== EXERCISE PASSAGE

Detachment Styles in Adult Relationships:
A Metamotivational Blind Spot in Relationship Theory
Bryce Kaye, Ph.D.
Cary Counseling Center
www.carycounseling.net
{Access this Detachment Styles article in pdf format here)
“Three blind men approached an elephant for the first time….. “Everyone knows the metaphor. We are in danger of making a similar oversimplification if we interpret that the course of a relationship is primarily determined by someone’s attachment style. Since Bolby (1969) and Ainsworth et al. (1978) pioneered attachment theory, there have been over 15,000 publications about attachment and attachment styles. However, an internet search on the keywords “detachment style” reveals very few. The term is unknown in social psychology. One possible reason for this could be because of a behavioral bias in defining relationship interactions. Therapists and authors commonly refer to “setting boundaries” as an observable behavior. But what allows a partner to do so constructively? What allows a couple to have a conflict involving beneficial negotiation or productive confrontation. Some psychological process must occur to enable the partners to have a felt sense of security despite the emotional intensity of the conflict. The expression “setting boundaries” distracts from understanding the psychological action that shifts us from a shared perspective to an autonomous one. It would be more accurate to say that we behaviorally set limits and we intuitively feel boundaries. Adult boundaries are better defined as having an autonomous mental frame of meaning and purpose. The frame needs to be strong enough to protect the person from their partner’s conflicting expectations or disapproval.

====
== DATASET EXTRACT

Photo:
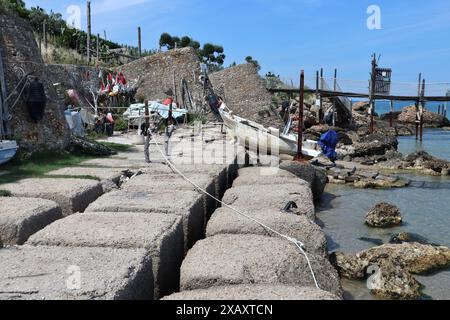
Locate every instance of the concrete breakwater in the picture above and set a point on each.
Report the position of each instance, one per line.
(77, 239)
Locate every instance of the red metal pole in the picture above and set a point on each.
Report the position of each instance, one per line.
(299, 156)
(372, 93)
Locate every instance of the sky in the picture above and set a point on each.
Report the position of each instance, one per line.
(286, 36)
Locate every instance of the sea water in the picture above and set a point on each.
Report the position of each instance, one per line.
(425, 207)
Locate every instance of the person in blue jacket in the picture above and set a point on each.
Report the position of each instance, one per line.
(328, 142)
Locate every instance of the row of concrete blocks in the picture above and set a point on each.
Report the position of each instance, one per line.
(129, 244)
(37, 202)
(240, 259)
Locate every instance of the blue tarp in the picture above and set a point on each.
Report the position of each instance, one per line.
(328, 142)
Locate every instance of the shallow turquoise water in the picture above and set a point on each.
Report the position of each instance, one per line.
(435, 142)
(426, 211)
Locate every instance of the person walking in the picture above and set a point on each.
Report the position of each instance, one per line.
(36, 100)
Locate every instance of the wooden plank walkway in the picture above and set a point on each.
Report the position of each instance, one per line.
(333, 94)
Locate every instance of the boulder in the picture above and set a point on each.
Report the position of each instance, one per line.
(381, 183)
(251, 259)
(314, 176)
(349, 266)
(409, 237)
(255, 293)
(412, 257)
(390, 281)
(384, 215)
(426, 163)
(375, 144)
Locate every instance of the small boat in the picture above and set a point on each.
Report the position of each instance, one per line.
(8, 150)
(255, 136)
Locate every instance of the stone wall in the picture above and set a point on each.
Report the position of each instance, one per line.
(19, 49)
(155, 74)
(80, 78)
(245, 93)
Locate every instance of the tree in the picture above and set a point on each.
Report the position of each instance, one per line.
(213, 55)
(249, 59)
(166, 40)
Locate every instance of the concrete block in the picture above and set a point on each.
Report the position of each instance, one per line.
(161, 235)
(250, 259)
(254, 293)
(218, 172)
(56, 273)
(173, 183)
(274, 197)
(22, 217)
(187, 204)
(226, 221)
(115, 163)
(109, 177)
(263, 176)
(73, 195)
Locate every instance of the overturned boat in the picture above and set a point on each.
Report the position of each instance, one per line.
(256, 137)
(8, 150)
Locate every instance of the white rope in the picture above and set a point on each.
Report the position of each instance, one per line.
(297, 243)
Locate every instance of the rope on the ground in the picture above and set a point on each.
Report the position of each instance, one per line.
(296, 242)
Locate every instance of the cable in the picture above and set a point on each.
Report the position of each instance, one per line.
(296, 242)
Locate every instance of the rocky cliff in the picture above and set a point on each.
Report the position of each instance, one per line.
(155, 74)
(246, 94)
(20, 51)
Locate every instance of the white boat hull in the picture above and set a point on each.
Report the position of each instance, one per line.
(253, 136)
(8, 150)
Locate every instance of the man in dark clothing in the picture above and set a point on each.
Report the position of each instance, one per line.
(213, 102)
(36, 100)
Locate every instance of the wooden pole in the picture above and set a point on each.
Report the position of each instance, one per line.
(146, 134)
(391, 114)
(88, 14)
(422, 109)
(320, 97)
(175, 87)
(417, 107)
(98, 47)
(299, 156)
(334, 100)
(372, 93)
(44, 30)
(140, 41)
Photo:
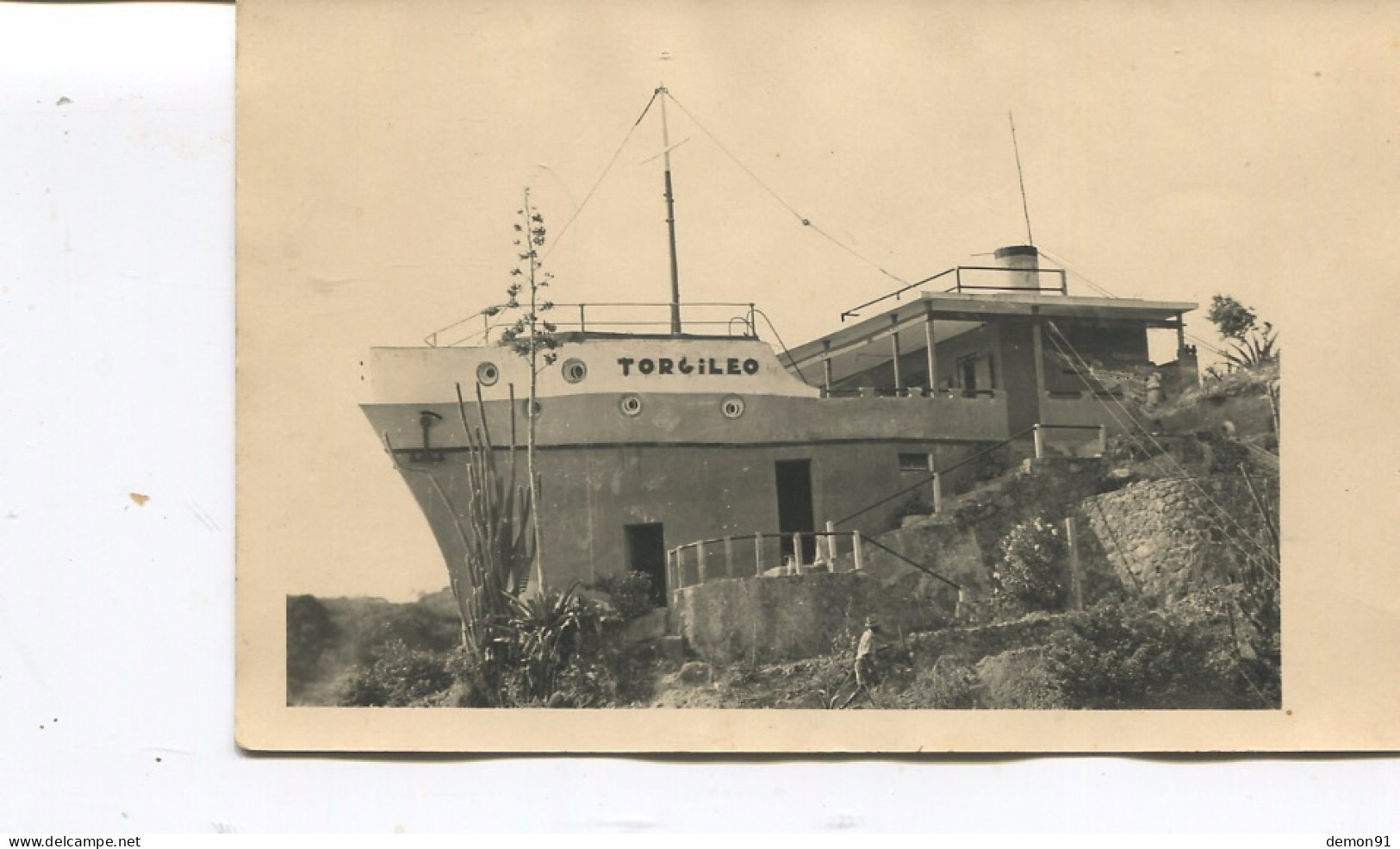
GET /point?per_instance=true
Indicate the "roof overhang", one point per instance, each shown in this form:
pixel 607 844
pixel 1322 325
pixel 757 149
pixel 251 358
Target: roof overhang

====

#### WORK REQUEST 1:
Decide whether each statement agrees with the article on detachment styles. Answer yes or no for each, and quote the words from the article that settle it.
(a) The article says the term "detachment style" is unknown in social psychology.
(b) The article says an internet search on "detachment style" turns up a large number of publications.
(c) The article defines adult boundaries as an observable behavior.
#### WORK REQUEST 2:
Extend the article on detachment styles by writing the next paragraph, starting after its final sentence.

#### EXERCISE ANSWER 1:
(a) Yes: "The term is unknown in social psychology."
(b) No: "an internet search on the keywords “detachment style” reveals very few."
(c) No: "Adult boundaries are better defined as having an autonomous mental frame of meaning and purpose."

#### EXERCISE ANSWER 2:
We all make intuitive models of other people’s minds in our own minds. In childhood our sense of attachment is largely physical. In adulthood it is much more symbolic. “Feeling close” is a metaphor for something that occurs mostly in the unconscious. We can feel close when we intuitively sense that the model of our partner’s mind values our emotional experience. It is safe to let our partner’s mind reinforce our experience and values. When we sense that our partner’s mind devalues our experience then we can feel threatened by shame. Psychological detachment occurs when our internal attention shifts back to our separate mental frame. The detached state may endure a few seconds up to a few hours. Couples who remain brooding and detached for days will usually have serious problems. Couples who quickly reattach after a brief respectful detachment will usually thrive. Brief respectful detachment can enhance a relationship in two ways. First, it can convince someone that they have a stable partner with substance. Autonomy is attractive.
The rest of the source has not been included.